- Aim
Set out all the rows below as a numbered list, skipping any blank lines and leaving the pictures out.

## BEGIN Data supplied

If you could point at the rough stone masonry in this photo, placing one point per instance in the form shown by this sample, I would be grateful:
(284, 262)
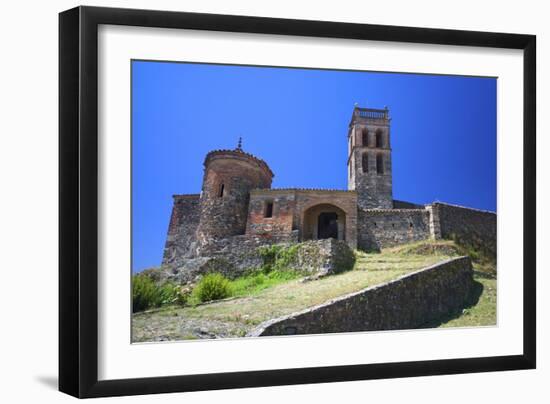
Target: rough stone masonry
(238, 211)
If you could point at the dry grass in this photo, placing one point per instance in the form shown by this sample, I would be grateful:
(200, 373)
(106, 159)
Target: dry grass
(235, 317)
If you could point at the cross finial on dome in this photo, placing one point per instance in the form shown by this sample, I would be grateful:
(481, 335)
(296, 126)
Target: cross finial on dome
(240, 144)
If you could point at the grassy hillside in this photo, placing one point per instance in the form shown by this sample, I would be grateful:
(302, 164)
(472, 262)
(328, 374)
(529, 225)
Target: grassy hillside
(234, 317)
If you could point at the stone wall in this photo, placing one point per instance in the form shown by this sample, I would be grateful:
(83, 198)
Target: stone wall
(238, 255)
(309, 202)
(477, 228)
(322, 257)
(405, 303)
(374, 190)
(229, 177)
(181, 230)
(379, 228)
(406, 205)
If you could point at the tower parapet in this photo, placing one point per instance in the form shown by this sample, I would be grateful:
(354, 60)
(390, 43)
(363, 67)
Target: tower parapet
(369, 158)
(229, 176)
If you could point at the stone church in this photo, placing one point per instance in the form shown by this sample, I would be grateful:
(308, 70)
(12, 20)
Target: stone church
(237, 208)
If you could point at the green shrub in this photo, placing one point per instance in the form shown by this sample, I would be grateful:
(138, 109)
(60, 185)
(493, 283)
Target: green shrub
(277, 257)
(259, 280)
(213, 286)
(171, 293)
(145, 293)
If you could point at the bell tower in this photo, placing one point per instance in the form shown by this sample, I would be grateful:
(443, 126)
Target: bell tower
(369, 158)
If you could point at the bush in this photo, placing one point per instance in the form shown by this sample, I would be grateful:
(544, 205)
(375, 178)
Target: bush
(145, 293)
(171, 293)
(212, 286)
(277, 257)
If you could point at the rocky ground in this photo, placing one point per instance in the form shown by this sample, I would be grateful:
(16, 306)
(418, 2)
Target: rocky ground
(234, 317)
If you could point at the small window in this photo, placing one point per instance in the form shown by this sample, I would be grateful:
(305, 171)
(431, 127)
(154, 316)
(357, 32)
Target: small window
(365, 163)
(365, 138)
(380, 164)
(268, 209)
(379, 140)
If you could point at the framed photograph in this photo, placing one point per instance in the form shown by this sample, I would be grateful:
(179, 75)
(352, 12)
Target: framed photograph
(250, 201)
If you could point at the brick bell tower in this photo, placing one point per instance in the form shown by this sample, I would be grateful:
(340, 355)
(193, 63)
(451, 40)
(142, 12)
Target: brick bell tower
(369, 158)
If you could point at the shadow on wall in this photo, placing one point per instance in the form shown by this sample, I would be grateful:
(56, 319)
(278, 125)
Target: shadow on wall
(472, 300)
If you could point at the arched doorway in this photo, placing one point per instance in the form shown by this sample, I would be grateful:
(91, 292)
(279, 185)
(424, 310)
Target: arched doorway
(324, 221)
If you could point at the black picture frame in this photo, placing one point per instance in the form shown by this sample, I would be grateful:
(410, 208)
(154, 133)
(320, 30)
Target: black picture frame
(78, 206)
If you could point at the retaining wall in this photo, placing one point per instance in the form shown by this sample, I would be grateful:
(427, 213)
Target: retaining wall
(404, 303)
(379, 228)
(467, 226)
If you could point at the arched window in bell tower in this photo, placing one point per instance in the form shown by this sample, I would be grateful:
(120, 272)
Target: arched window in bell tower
(379, 138)
(379, 164)
(365, 137)
(365, 162)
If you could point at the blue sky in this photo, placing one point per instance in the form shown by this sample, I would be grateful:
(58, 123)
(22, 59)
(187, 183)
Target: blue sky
(443, 133)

## END Data supplied

- Result of this exercise
1. If you could point at the rough stone masonry in this photo, placing one point per instance in the form shown by this sample, I would be grateful:
2. (284, 262)
3. Target: rough stone masonry
4. (238, 211)
5. If you could point at the dry grass in this photo, placing one point per instance in the form shown by this sample, I would be grateful:
6. (200, 373)
7. (106, 159)
8. Target: dry grass
9. (235, 317)
10. If you could point at the cross finial on dome in this photo, placing one point per instance in the form shown by this sample, I would be grateful:
11. (481, 335)
12. (296, 126)
13. Target: cross finial on dome
14. (240, 144)
15. If you could point at the grassy hillside in this photo, placing one point per instance in the form shown by this sample, I would be grateful:
16. (302, 164)
17. (472, 262)
18. (328, 374)
19. (529, 225)
20. Target: grassy hillside
21. (234, 317)
22. If you could point at the stone wall in this photo, placing one point per instance in the form shown by this sample, I would be grateful:
23. (83, 198)
24. Target: stone wall
25. (238, 255)
26. (309, 202)
27. (477, 228)
28. (322, 257)
29. (405, 303)
30. (374, 190)
31. (229, 177)
32. (181, 230)
33. (379, 228)
34. (406, 205)
35. If you could point at the tower parapet in this photo, placing one point per instance in the form shown by this sample, I would be grateful:
36. (354, 60)
37. (390, 43)
38. (363, 67)
39. Target: tower parapet
40. (369, 158)
41. (229, 176)
42. If you could point at the stone church in this photo, placing one point per instance in the form shown by this sample, I would be grateful:
43. (308, 70)
44. (12, 20)
45. Target: stone church
46. (237, 208)
47. If you could point at the green shrub in this photo, placing one point per instance in the form shown by this sample, I would be grateful:
48. (138, 109)
49. (60, 185)
50. (493, 283)
51. Target: green shrub
52. (277, 257)
53. (259, 280)
54. (213, 286)
55. (171, 293)
56. (145, 293)
57. If you could point at the bell tower in this photo, placing one point per instance in the form shown by this sample, I would be grateful:
58. (443, 126)
59. Target: bell tower
60. (369, 158)
61. If you could point at the bush in this photo, placing one point per instance in the form shown by this sample, I would be grateful:
62. (544, 205)
63. (375, 178)
64. Target: bush
65. (145, 293)
66. (171, 293)
67. (212, 286)
68. (277, 257)
69. If you could point at the rocky ground in this photo, placing one point per instance in the form shown by this sample, I would be grateful:
70. (16, 306)
71. (418, 2)
72. Target: rocky ground
73. (234, 317)
74. If you could point at the small window in this photo, placing one point per instance in the form shown by this sample, I would be grateful:
75. (305, 171)
76. (431, 127)
77. (154, 316)
78. (357, 32)
79. Target: small window
80. (365, 163)
81. (365, 138)
82. (380, 164)
83. (268, 209)
84. (379, 140)
85. If you could point at the framed photograph in this photo, placing one point per instance in the form shown by this sample, I would be grateful:
86. (179, 75)
87. (352, 12)
88. Target: framed photograph
89. (250, 201)
90. If you could point at the brick bell tower in this photo, placing one point per instance in the form shown by this sample, I would be grateful:
91. (340, 355)
92. (193, 63)
93. (451, 40)
94. (142, 12)
95. Target: brick bell tower
96. (369, 158)
97. If you could point at the shadow on wall in this photo, placing one point per instance in the form shown by this sample, I would be grateful:
98. (56, 319)
99. (278, 125)
100. Target: shadow on wall
101. (472, 300)
102. If you could point at the arched doorway in this photo, placing one point per instance in the form shown by this sample, I would be grateful:
103. (91, 292)
104. (279, 185)
105. (424, 310)
106. Target: arched doorway
107. (324, 221)
108. If you could point at the black picture frame in this photo, placing one point per instance in the form shown by this sample, I would be grateful:
109. (410, 208)
110. (154, 133)
111. (320, 30)
112. Target: black picture frame
113. (78, 206)
114. If you could point at the retaining wall in this photo, placing one point per instance in the form shown by this sample, I would be grateful:
115. (427, 213)
116. Target: retaining wall
117. (404, 303)
118. (379, 228)
119. (467, 226)
120. If you could point at the arched window in bell tower in this photo, placing one point per instance in the form shown by this sample, I would be grateful:
121. (120, 272)
122. Target: arched window in bell tower
123. (379, 138)
124. (379, 164)
125. (365, 137)
126. (365, 162)
127. If you could point at the blue sky in this photo, placing one point per instance in the form shown by this sample, I would be grateful:
128. (58, 123)
129. (22, 59)
130. (187, 183)
131. Target: blue sky
132. (443, 133)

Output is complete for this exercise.